==== Provided data
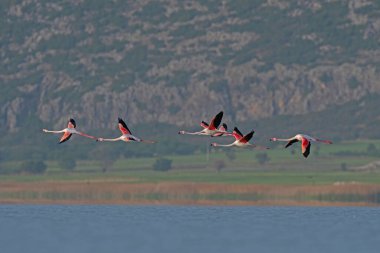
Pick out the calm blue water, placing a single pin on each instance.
(188, 229)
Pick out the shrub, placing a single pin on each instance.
(34, 167)
(162, 164)
(262, 158)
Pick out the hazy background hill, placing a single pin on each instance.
(162, 65)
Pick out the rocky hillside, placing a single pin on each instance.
(178, 61)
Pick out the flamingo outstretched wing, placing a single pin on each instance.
(222, 128)
(247, 137)
(305, 147)
(71, 124)
(291, 142)
(237, 134)
(65, 137)
(215, 122)
(123, 127)
(204, 124)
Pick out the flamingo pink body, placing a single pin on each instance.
(211, 129)
(305, 142)
(68, 132)
(240, 140)
(126, 134)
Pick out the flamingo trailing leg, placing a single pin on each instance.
(126, 134)
(305, 142)
(69, 131)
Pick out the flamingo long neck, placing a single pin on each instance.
(224, 145)
(86, 135)
(115, 139)
(54, 131)
(324, 141)
(193, 133)
(277, 139)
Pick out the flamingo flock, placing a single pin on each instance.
(214, 129)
========
* [Required action]:
The records above need to be printed in full and exactly, without any of the pictures.

* [Written answer]:
Pick out the calm blue water, placing a single pin on each instance.
(188, 229)
Pick out the shrub, placing a single pin on each instance.
(34, 167)
(162, 164)
(262, 158)
Pick out the hazy background hill, placing a single pin on each instance.
(162, 65)
Pick out the rocky hillside, placing a single pin on each instance.
(178, 61)
Pick out the flamingo outstretched wing, placing a single pin on each instance.
(222, 128)
(247, 137)
(305, 147)
(71, 124)
(291, 142)
(237, 134)
(65, 137)
(215, 122)
(123, 127)
(204, 124)
Pick out the flamingo pink body, placing a single pin on each instance.
(211, 129)
(305, 142)
(68, 132)
(240, 140)
(126, 134)
Pick out the flamingo trailing leg, placing a single pin on each instance.
(126, 134)
(305, 142)
(69, 131)
Pick out the flamingo long neck, placing a single pin on each instance.
(224, 145)
(86, 135)
(115, 139)
(54, 131)
(324, 141)
(193, 133)
(277, 139)
Pick out the flamingo flock, placing a single pin on each instance.
(214, 129)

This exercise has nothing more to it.